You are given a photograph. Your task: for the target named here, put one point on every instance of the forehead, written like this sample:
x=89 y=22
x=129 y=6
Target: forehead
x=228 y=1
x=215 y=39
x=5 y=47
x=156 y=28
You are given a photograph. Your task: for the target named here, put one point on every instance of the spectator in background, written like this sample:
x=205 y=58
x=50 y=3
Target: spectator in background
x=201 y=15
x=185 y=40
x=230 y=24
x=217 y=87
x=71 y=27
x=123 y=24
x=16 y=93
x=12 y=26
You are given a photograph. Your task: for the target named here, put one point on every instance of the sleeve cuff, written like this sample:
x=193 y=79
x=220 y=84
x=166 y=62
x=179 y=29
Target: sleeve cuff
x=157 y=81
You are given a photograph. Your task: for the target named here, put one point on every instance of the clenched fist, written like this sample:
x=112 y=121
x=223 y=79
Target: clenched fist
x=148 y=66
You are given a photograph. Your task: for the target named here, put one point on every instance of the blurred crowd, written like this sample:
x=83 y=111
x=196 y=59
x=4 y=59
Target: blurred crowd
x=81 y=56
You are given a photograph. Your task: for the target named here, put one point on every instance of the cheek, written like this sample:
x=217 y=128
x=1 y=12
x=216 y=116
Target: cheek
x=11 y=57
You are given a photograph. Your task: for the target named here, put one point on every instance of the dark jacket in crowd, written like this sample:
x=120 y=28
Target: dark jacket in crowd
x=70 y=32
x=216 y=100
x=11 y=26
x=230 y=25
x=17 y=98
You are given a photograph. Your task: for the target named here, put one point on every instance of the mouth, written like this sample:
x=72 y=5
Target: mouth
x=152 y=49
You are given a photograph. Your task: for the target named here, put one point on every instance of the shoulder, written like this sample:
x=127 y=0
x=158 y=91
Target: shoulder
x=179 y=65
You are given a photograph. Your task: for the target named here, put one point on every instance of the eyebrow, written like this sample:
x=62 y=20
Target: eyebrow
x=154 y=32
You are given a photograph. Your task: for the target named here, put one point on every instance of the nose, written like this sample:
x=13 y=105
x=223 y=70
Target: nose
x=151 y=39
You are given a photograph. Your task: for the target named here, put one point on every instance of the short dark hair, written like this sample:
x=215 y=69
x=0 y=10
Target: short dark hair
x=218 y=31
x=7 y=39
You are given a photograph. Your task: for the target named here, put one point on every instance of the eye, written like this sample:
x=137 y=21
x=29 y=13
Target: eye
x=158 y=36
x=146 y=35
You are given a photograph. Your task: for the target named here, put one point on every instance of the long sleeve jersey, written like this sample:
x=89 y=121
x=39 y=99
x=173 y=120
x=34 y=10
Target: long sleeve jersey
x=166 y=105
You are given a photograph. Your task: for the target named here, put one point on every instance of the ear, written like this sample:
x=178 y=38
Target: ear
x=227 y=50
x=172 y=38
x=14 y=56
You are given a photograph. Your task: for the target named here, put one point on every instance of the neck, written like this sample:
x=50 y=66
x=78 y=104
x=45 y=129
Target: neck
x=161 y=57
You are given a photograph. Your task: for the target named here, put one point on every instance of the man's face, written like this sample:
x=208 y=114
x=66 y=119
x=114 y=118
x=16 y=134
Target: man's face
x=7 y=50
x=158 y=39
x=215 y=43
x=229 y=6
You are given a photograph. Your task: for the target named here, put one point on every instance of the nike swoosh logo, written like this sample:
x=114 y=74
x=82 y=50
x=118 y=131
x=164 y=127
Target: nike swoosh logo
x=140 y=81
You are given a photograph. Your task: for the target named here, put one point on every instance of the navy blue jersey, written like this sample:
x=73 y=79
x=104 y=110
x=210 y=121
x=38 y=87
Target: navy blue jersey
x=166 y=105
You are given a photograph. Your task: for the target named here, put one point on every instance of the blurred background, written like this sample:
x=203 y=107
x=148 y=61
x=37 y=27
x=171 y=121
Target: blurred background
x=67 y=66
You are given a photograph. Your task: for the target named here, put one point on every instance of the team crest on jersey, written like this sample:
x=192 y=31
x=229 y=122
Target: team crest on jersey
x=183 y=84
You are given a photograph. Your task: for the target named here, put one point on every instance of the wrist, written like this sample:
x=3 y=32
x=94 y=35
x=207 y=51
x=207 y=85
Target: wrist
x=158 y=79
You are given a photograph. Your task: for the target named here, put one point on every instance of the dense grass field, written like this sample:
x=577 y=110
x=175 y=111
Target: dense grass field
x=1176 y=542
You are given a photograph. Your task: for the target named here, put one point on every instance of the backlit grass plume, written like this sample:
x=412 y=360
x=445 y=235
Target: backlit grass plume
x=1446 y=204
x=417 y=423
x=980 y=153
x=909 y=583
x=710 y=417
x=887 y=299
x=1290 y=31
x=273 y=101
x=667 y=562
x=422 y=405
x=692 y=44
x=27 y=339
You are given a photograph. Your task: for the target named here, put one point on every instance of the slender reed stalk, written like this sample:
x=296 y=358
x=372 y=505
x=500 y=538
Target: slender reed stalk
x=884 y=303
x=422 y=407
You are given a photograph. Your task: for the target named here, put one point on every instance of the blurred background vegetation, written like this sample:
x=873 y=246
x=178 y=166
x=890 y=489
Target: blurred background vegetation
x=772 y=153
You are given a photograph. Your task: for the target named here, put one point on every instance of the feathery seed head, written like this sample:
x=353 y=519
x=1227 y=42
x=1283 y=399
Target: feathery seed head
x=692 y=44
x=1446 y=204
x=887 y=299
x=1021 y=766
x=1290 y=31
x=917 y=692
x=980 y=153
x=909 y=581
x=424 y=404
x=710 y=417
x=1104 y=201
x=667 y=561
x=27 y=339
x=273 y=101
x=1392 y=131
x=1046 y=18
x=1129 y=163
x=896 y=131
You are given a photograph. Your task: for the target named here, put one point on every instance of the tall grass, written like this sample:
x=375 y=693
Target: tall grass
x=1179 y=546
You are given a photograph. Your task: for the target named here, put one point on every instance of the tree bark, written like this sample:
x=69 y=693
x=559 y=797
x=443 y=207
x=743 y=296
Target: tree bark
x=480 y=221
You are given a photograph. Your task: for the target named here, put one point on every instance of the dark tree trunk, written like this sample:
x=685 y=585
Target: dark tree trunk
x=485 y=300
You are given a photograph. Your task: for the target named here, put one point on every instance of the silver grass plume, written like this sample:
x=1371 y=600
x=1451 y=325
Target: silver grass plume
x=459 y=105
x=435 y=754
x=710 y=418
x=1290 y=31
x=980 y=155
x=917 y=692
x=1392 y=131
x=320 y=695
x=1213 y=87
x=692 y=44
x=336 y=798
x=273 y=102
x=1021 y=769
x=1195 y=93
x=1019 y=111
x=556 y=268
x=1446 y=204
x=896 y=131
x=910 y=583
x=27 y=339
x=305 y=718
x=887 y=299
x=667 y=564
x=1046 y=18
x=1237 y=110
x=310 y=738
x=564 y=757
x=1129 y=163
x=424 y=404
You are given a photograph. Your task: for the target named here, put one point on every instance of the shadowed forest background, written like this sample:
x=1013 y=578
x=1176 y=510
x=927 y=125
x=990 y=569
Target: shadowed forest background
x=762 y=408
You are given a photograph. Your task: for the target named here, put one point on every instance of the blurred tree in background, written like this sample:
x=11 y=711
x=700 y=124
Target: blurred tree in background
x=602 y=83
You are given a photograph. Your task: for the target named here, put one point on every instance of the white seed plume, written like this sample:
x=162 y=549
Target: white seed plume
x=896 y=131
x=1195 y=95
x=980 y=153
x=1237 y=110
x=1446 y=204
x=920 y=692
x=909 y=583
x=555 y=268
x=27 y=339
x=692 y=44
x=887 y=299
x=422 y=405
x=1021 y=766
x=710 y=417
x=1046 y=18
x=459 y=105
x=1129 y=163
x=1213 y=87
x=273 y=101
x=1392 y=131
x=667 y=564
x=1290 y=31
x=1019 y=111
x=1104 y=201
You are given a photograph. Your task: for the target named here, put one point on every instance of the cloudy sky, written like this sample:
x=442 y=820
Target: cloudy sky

- Given request: Edit the items in the stretch from the line containing "the wrist, written" through the line containing "x=1176 y=542" by putting "tall grass field" wherever "dense grass field" appears, keeping everything else unchanged. Return only those lines.

- Solution to the exercise:
You are given a photograph. Your task: for the target named here, put one point on every instance of the wrist, written like this sample:
x=3 y=32
x=94 y=35
x=207 y=51
x=207 y=85
Target: wrist
x=158 y=79
You are given a photograph. Your task: for the target named here, put one point on every instance of the tall grass field, written like this sample:
x=577 y=110
x=175 y=111
Target: tall grass field
x=1176 y=542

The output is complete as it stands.